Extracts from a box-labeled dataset
[start]

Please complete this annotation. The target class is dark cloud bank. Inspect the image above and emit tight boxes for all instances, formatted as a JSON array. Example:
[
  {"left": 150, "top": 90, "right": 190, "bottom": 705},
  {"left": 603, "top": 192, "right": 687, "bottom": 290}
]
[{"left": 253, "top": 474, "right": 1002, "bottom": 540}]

[end]
[start]

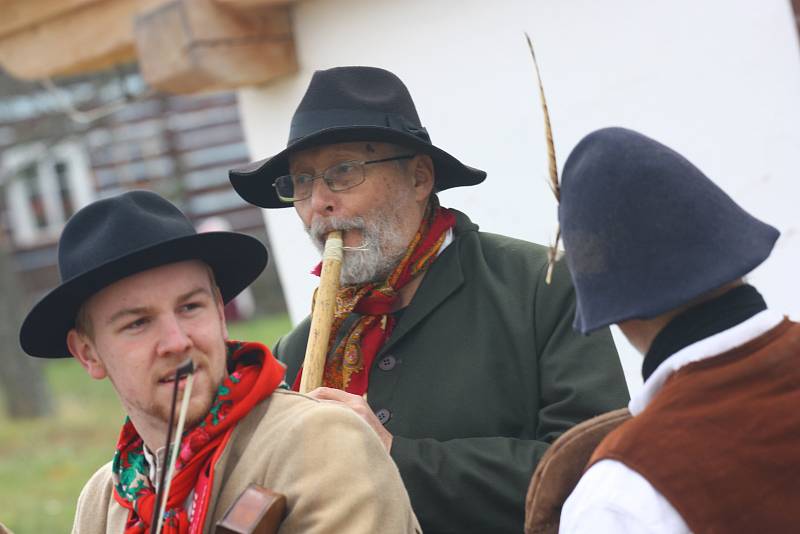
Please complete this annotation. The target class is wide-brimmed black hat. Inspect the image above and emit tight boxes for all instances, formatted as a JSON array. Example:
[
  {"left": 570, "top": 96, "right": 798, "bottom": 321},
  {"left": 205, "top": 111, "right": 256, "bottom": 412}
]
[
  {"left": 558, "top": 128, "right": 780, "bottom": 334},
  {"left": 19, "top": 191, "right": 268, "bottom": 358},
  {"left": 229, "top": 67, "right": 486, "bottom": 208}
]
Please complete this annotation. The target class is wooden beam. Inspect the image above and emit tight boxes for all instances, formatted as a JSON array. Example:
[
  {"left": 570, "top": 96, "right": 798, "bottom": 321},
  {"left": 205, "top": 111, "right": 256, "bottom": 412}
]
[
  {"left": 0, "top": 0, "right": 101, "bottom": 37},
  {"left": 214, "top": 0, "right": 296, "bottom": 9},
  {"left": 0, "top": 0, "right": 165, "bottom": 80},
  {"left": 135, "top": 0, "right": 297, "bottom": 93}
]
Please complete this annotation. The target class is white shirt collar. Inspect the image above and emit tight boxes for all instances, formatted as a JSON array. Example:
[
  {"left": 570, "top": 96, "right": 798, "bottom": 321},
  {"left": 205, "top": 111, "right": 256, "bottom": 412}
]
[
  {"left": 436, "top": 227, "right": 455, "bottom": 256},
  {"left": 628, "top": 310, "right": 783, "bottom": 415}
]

[end]
[start]

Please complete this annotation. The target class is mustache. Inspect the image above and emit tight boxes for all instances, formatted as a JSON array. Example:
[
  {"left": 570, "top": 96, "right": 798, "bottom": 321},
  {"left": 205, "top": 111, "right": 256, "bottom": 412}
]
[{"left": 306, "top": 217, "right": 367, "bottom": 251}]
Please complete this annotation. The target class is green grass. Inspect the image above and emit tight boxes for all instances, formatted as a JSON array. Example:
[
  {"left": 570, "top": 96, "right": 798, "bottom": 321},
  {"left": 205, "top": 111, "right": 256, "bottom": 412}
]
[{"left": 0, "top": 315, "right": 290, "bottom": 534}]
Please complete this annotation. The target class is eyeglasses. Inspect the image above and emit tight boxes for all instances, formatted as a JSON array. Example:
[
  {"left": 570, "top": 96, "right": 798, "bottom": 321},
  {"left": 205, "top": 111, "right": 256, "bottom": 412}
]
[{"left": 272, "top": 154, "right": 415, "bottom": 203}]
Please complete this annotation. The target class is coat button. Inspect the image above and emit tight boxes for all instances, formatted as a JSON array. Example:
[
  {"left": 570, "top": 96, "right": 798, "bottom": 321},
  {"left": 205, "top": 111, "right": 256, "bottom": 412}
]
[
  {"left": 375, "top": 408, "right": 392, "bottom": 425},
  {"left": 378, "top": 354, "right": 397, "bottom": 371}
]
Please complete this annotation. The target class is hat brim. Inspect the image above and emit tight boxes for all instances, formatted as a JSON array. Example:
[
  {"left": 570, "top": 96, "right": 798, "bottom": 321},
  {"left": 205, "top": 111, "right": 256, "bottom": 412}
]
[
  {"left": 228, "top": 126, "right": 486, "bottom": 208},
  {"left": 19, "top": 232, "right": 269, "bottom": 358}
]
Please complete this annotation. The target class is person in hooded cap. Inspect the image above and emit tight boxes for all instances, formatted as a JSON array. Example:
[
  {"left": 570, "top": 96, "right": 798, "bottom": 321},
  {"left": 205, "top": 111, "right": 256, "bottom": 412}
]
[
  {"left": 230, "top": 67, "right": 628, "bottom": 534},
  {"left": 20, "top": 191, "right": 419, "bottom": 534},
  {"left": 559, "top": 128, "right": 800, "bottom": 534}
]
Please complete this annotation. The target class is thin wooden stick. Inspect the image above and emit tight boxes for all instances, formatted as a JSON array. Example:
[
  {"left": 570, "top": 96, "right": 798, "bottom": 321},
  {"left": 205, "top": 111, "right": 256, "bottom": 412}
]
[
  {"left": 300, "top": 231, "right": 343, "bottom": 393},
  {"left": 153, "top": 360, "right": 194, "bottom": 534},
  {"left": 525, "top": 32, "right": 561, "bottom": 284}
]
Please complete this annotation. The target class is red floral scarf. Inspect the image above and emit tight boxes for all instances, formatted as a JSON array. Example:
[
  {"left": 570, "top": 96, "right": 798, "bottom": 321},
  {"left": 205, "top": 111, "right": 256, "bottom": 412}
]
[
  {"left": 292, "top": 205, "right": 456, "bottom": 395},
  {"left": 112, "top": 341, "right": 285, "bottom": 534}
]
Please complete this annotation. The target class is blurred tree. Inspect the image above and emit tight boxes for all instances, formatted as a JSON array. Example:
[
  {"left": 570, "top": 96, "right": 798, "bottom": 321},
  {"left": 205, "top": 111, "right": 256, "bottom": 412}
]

[end]

# What is expected:
State how many of the lines above contain the string "wooden", giving only the number.

# Final answer:
2